**Texte fourni:**
• IVG:l'enjeu du ventre des femmes, suite.

     

    Tandis que des milliers de femmes et d'hommes déferlaient dans les rues de Madrid samedi dernier pour clamer le droit fondamental des femmes à mettre fin à une grossesse non désirée dans les délais légaux, les évêques espagnols ont déclaré, eux , que la loi réduisant les possibilités d’IVG aux cas de viol et de danger pour la mère était « une avancée positive ».

    En France, 40 000 personnes ont manifesté leur solidarité avec les femmes espagnoles et plus de 2000 ont manifesté à Bruxelles devant le Parlement Européen.

     

    Poursuivons notre tour d’horizon des positions des religions par rapport à l’interruption de grossesse…

     

    Les PROTESTANTS sont sortis de leur silence en 1971, à l’époque où le débat était déjà bien avancé en France.

**Les données:**
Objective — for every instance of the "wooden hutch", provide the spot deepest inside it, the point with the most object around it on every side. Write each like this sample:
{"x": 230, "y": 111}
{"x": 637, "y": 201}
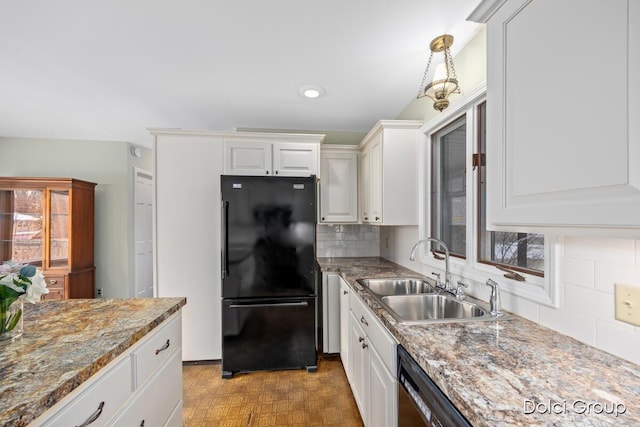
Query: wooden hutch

**Consignes:**
A. Selon le texte sur l'IVG, combien de personnes ont manifesté en France en solidarité avec les femmes espagnoles ?
B. Recopiez le texte sur l'IVG de « Tandis que des » jusqu'à « avancé en France. », bornes comprises.

**Réponses:**
A. 40 000 personnes.

B.
Tandis que des milliers de femmes et d'hommes déferlaient dans les rues de Madrid samedi dernier pour clamer le droit fondamental des femmes à mettre fin à une grossesse non désirée dans les délais légaux, les évêques espagnols ont déclaré, eux , que la loi réduisant les possibilités d’IVG aux cas de viol et de danger pour la mère était « une avancée positive ».

    En France, 40 000 personnes ont manifesté leur solidarité avec les femmes espagnoles et plus de 2000 ont manifesté à Bruxelles devant le Parlement Européen.

     

    Poursuivons notre tour d’horizon des positions des religions par rapport à l’interruption de grossesse…

     

    Les PROTESTANTS sont sortis de leur silence en 1971, à l’époque où le débat était déjà bien avancé en France.